(WHAT YOU SHOULD DO): Your output should contain every record, unchanged.
··· RECORDS PROVIDED
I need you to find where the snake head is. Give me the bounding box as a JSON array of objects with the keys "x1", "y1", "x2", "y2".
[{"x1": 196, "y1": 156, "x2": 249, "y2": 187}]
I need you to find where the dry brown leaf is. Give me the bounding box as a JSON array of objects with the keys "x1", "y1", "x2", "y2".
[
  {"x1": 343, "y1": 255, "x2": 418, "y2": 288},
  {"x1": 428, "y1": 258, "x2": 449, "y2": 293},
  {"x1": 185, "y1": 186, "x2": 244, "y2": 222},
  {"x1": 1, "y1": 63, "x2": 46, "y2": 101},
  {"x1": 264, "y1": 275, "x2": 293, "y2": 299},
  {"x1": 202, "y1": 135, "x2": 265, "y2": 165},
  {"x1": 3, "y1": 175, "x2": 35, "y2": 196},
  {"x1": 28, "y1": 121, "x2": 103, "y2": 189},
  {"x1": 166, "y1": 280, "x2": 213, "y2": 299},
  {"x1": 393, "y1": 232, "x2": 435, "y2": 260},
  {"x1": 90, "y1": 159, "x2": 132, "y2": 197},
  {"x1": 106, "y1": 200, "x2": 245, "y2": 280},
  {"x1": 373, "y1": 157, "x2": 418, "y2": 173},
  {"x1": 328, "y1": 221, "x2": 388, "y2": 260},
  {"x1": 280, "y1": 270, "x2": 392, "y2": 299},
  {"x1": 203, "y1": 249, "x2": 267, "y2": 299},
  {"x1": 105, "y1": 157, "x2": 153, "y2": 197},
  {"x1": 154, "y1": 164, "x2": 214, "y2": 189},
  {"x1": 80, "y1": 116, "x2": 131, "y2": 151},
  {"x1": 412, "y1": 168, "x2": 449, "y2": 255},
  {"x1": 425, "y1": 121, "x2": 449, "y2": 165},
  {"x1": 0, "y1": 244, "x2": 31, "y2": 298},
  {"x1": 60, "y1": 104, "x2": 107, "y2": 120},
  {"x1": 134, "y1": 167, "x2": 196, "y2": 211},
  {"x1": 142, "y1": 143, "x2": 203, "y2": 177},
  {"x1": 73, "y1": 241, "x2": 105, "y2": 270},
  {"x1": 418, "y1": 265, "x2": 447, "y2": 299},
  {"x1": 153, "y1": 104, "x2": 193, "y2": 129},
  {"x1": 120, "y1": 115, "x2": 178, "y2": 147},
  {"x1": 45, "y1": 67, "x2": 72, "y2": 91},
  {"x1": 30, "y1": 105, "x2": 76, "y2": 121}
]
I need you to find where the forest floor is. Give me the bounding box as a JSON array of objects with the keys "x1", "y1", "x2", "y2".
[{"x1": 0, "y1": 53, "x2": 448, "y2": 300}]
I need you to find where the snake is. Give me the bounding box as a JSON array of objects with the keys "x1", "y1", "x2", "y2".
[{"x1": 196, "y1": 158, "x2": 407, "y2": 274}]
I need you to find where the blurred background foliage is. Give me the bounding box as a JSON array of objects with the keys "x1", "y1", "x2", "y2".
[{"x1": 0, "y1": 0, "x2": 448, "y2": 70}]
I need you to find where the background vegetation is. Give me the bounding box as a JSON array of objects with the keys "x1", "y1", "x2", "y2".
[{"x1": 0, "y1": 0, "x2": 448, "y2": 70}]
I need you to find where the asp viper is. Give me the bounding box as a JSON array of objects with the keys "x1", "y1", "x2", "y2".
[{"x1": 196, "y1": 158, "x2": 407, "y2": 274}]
······
(EXERCISE RESULT):
I need you to find where the snake head is. Give me the bounding box as a JSON array of objects with the keys "x1", "y1", "x2", "y2".
[{"x1": 196, "y1": 156, "x2": 249, "y2": 187}]
I need you to find where the dry brown leaf is. Give me the bounding box as a JSON array of objects with the keys "x1", "y1", "x2", "y2".
[
  {"x1": 343, "y1": 255, "x2": 418, "y2": 288},
  {"x1": 428, "y1": 258, "x2": 449, "y2": 293},
  {"x1": 185, "y1": 186, "x2": 244, "y2": 222},
  {"x1": 1, "y1": 63, "x2": 46, "y2": 101},
  {"x1": 264, "y1": 275, "x2": 293, "y2": 299},
  {"x1": 202, "y1": 135, "x2": 265, "y2": 165},
  {"x1": 3, "y1": 175, "x2": 35, "y2": 196},
  {"x1": 28, "y1": 121, "x2": 103, "y2": 189},
  {"x1": 166, "y1": 280, "x2": 213, "y2": 299},
  {"x1": 393, "y1": 232, "x2": 435, "y2": 260},
  {"x1": 90, "y1": 159, "x2": 132, "y2": 197},
  {"x1": 106, "y1": 200, "x2": 245, "y2": 280},
  {"x1": 373, "y1": 157, "x2": 418, "y2": 173},
  {"x1": 328, "y1": 221, "x2": 388, "y2": 260},
  {"x1": 280, "y1": 270, "x2": 392, "y2": 299},
  {"x1": 203, "y1": 249, "x2": 267, "y2": 299},
  {"x1": 105, "y1": 157, "x2": 153, "y2": 197},
  {"x1": 154, "y1": 164, "x2": 214, "y2": 189},
  {"x1": 80, "y1": 116, "x2": 131, "y2": 151},
  {"x1": 412, "y1": 168, "x2": 449, "y2": 255},
  {"x1": 425, "y1": 121, "x2": 449, "y2": 165},
  {"x1": 0, "y1": 244, "x2": 31, "y2": 298},
  {"x1": 60, "y1": 104, "x2": 107, "y2": 120},
  {"x1": 134, "y1": 167, "x2": 196, "y2": 211},
  {"x1": 142, "y1": 143, "x2": 203, "y2": 177},
  {"x1": 73, "y1": 241, "x2": 105, "y2": 270},
  {"x1": 418, "y1": 265, "x2": 447, "y2": 299},
  {"x1": 153, "y1": 104, "x2": 193, "y2": 129},
  {"x1": 120, "y1": 115, "x2": 178, "y2": 147},
  {"x1": 45, "y1": 67, "x2": 72, "y2": 91},
  {"x1": 30, "y1": 105, "x2": 76, "y2": 121}
]
I need you to find where the forest floor is. Give me the bounding box as a JSON array of objects with the keys "x1", "y1", "x2", "y2".
[{"x1": 0, "y1": 53, "x2": 448, "y2": 300}]
I need you to find where the snake is. Give me the bounding box as a JSON array of objects with the keys "x1", "y1", "x2", "y2".
[{"x1": 196, "y1": 158, "x2": 407, "y2": 274}]
I need you to find where the blurred background foliage is. Give me the bounding box as a JSON array of objects with the keys "x1", "y1", "x2", "y2".
[{"x1": 0, "y1": 0, "x2": 448, "y2": 70}]
I need you to find where the background vegetation is. Give me the bounding box as a JSON array of objects with the keys "x1", "y1", "x2", "y2".
[{"x1": 0, "y1": 0, "x2": 448, "y2": 70}]
I need you to find where the asp viper is. Give me the bounding box as a JSON array of objects with the keys "x1", "y1", "x2", "y2".
[{"x1": 196, "y1": 158, "x2": 407, "y2": 274}]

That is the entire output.